### Prompt 1
Please write out the passage of the Schedule 13D amendment text between "This Amendment relates" and "the Nakula Account.", inclusive.

This Amendment No. 1 (this “Amendment”) to the Schedule 13D filed with the U.S. Securities and Exchange Commission on September 11, 2015 (the “Schedule 13D”) is being filed on behalf of Nakula Management Limited, a Cyprus limited liability company (“Nakula”), Ellada Pozidou, the sole director of Nakula (“Ms. Pozidou”), and Mr. Oleg V. Boyko, the ultimate beneficial owner of Nakula (“Mr. Boyko” and, collectively with Nakula and Ms. Pozidou, the “Reporting Persons”), relating to Common Stock ($.00001 par value) (the “Common Stock”) of Enova International, Inc. (“Enova”).

This Amendment relates to Common Stock of Enova purchased by Nakula (the “Nakula Account”). Nakula may direct the vote and disposition of the 2,415,345 shares of Common Stock that it holds directly. Each of Ms. Pozidou, as the director of Nakula, and Mr. Boyko, as the ultimate beneficial owner of Nakula, may direct the vote and disposition of the 2,415,345 shares of Common Stock held by the Nakula Account.

Item 3. Interest in Securities of the Issuer.

### Exercise material
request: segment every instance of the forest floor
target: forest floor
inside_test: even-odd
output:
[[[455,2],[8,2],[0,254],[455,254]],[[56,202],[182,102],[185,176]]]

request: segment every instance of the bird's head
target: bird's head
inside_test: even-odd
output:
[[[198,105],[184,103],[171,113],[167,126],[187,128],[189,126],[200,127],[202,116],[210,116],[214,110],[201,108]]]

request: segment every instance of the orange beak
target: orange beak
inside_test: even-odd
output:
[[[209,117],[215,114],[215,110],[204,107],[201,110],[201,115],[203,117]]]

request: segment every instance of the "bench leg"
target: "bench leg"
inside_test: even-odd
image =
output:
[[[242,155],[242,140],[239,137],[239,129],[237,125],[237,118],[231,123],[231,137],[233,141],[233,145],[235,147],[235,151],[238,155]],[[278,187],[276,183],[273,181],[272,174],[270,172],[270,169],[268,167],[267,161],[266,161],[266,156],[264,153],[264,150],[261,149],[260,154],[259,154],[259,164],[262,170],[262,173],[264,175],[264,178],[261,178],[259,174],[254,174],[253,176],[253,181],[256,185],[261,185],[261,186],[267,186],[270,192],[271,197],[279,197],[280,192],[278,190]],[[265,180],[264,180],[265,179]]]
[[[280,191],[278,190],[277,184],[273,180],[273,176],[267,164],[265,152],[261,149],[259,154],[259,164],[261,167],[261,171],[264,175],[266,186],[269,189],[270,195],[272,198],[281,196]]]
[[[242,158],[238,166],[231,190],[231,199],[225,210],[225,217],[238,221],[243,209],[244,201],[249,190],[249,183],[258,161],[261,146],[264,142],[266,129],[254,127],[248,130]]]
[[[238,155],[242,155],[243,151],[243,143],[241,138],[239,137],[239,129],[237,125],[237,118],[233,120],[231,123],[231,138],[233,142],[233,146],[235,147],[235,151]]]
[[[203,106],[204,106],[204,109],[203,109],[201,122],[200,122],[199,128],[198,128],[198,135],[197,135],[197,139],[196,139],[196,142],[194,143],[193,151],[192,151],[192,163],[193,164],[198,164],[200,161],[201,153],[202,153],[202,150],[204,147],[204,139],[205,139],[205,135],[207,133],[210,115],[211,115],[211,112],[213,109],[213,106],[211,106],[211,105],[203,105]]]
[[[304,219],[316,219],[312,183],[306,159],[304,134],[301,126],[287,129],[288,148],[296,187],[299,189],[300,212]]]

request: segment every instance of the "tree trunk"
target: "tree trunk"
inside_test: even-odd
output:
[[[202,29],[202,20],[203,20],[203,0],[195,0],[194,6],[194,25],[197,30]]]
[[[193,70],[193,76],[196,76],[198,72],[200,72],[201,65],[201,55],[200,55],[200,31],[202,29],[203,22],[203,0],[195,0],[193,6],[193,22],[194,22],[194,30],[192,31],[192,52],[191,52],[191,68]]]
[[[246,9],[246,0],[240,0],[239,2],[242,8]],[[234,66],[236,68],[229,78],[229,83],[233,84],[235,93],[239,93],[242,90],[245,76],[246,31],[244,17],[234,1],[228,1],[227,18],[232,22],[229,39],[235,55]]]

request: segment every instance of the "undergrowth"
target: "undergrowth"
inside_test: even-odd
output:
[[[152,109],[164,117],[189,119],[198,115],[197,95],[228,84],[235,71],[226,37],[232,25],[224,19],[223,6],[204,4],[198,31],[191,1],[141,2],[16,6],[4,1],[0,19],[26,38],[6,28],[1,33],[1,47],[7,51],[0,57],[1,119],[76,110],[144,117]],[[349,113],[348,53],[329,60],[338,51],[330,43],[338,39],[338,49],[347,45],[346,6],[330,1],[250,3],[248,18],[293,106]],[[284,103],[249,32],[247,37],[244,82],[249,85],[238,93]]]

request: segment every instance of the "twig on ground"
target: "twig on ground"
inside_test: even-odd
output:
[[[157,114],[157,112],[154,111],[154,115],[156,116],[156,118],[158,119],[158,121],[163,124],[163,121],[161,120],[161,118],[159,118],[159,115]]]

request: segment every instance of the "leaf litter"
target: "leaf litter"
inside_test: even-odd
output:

### Prompt 2
Pick out every line of the rows above that contains the string "orange", matching case exactly.

### Solution 1
This Amendment relates to Common Stock of Enova purchased by Nakula (the “Nakula Account”). Nakula may direct the vote and disposition of the 2,415,345 shares of Common Stock that it holds directly. Each of Ms. Pozidou, as the director of Nakula, and Mr. Boyko, as the ultimate beneficial owner of Nakula, may direct the vote and disposition of the 2,415,345 shares of Common Stock held by the Nakula Account.

### Solution 2
request: segment every instance of the orange beak
target: orange beak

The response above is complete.